# Start of Document extract

We're totally disappointed that the Times didn't check out ConWebWatch for the full background on WND's utter lack of credibility. Farah's continued telling of falsehoods and attempts to rewrite history, however, aren't helping the whole credibility thing.

In August, Farah was raging against Hillary Clinton's speech in which she denounced birtherism, and he was a little more eager to defend the defining story of his website:

The pattern continued through the amazing speech: “And let’s not forget Trump first gained political prominence leading the charge for the so-called ‘birthers,'” she said. Oh really? It wasn’t a Democrat apparatchik of Hillary’s who played the so-called “birther” card against Obama in 2008 Democrat primary? Of course it was. She just didn’t want to get her hands dirty by making a constitutional case on eligibility. Trump courageously did. And, as a result, Obama was forced to release what he claimed to be his “birth certificate” after refusing to do so for nearly his entire first term in office.

But Hillary’s lies got more vicious.

“He promoted the racist lie that President Obama isn’t really an American citizen – part of a sustained effort to delegitimize America’s first black president,” she claimed.

Trump never said that. I don’t know anyone who claimed he was not an American citizen. The question raised was legitimate: Was Obama – and is Obama – constitutionally eligible for the presidency as a “natural-born citizen”? A whole different criteria. And, again, Trump didn’t start the controversy – Hillary did, in her desperate bid for power.

# End of Document extract

**List of tasks**.
(1) Decide whether each statement below agrees with the passage on Farah and birtherism. Answer yes or no for each, and quote the words of the passage that decide it.
(a) Farah attacked Hillary Clinton's speech on birtherism in August.
(b) Farah writes that Trump started the birther controversy.
(c) The writer says the Times checked ConWebWatch for background on WND.
(2) From the passage on Farah and birtherism, extract the words starting with "The pattern continued" and going on through "term in office.", copying them without any change.

# Start of Provided material

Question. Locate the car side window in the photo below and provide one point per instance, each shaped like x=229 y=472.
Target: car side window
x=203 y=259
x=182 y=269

# End of Provided material

**Answers in order**.
(1)
(a) Yes: "In August, Farah was raging against Hillary Clinton's speech in which she denounced birtherism"
(b) No: "Trump didn’t start the controversy – Hillary did, in her desperate bid for power."
(c) No: "the Times didn't check out ConWebWatch for the full background on WND's utter lack of credibility"

(2)
The pattern continued through the amazing speech: “And let’s not forget Trump first gained political prominence leading the charge for the so-called ‘birthers,'” she said. Oh really? It wasn’t a Democrat apparatchik of Hillary’s who played the so-called “birther” card against Obama in 2008 Democrat primary? Of course it was. She just didn’t want to get her hands dirty by making a constitutional case on eligibility. Trump courageously did. And, as a result, Obama was forced to release what he claimed to be his “birth certificate” after refusing to do so for nearly his entire first term in office.